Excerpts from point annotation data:
::::::::::

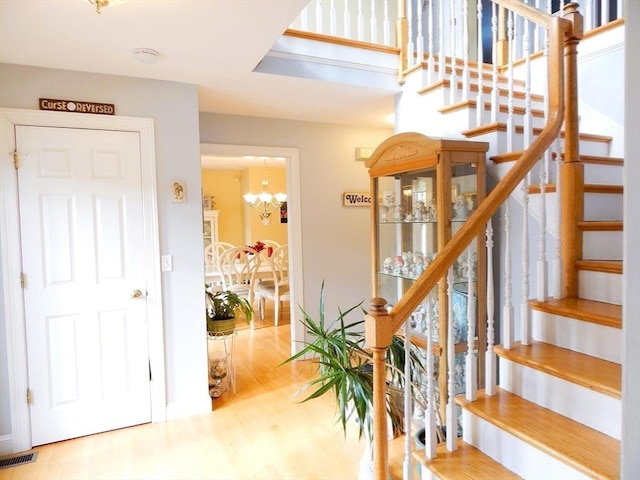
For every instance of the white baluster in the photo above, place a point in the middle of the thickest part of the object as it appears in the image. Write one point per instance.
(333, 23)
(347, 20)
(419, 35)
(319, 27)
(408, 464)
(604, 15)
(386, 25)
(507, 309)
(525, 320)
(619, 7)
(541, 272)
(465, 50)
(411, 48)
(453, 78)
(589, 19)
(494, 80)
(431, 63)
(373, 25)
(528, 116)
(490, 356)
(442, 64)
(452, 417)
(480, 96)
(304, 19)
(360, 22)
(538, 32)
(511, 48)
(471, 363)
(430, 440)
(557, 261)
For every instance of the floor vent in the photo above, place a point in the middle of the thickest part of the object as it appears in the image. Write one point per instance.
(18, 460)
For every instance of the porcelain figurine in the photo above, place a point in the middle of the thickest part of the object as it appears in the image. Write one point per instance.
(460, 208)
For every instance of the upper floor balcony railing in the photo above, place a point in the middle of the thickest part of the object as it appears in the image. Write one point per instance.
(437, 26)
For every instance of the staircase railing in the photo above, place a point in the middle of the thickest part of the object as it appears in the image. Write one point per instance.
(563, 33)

::::::::::

STATED PROBLEM - Return the lines from the line containing "For every instance of the floor" to the end of the entries above, exactly as they appear and with no other output.

COMPLETE OUTPUT -
For every instance of the floor vent in the photo above, place a point in the middle of the thickest part of the object as it appears in the image. Write one point per instance.
(18, 460)
For every instance of the porcelain figurine in the photo above, place a point in the middle of the thickest part of the object as it appears in the image. Write one point per instance.
(460, 208)
For every instance of the upper floor balcony railing in the photo above, place a point in the middle of the thickest part of the object as it appears in the image. Write one point per instance.
(437, 26)
For every instance of the staircase railing in the photo above, place a point in the middle of the thickest part of the object as it appears in the image. Write one point per instance.
(563, 33)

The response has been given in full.